─── Source records

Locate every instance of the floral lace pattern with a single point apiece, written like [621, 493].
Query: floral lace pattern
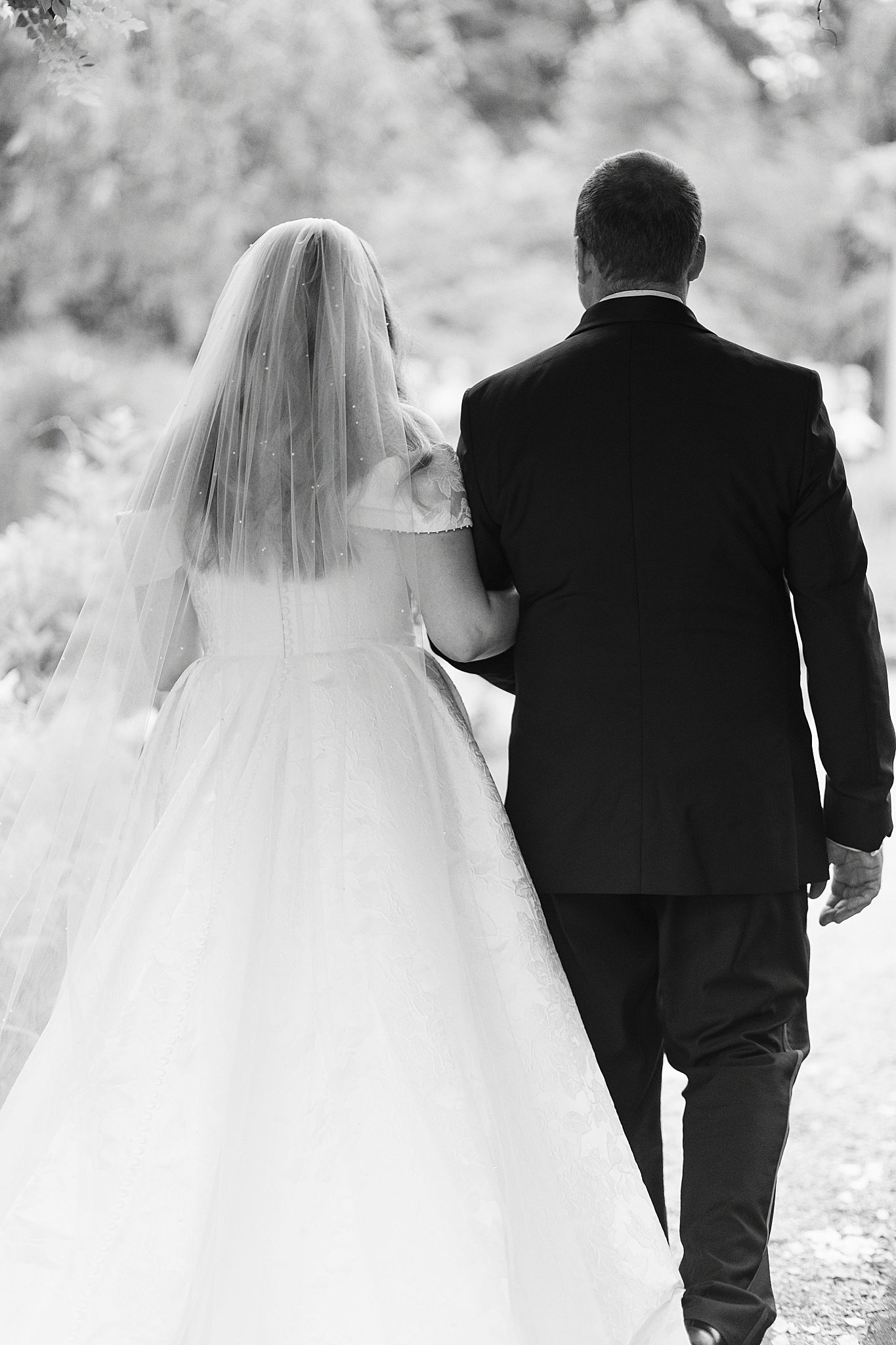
[430, 500]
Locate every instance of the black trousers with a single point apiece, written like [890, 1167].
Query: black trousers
[720, 985]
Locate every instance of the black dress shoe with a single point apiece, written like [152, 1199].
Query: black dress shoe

──────

▶ Work to do: List the lines of the listing as a numbered list, from the line containing "Locate every instance of the black trousers" through the last line, inclusive, skipping any blank lines.

▶ Final result:
1. Locate every instance of the black trousers with a single point apiece, written like [890, 1167].
2. Query: black trousers
3. [720, 985]
4. Locate every instance of the black dress shoe with a single point apiece, written like [152, 1199].
5. Query: black dress shoe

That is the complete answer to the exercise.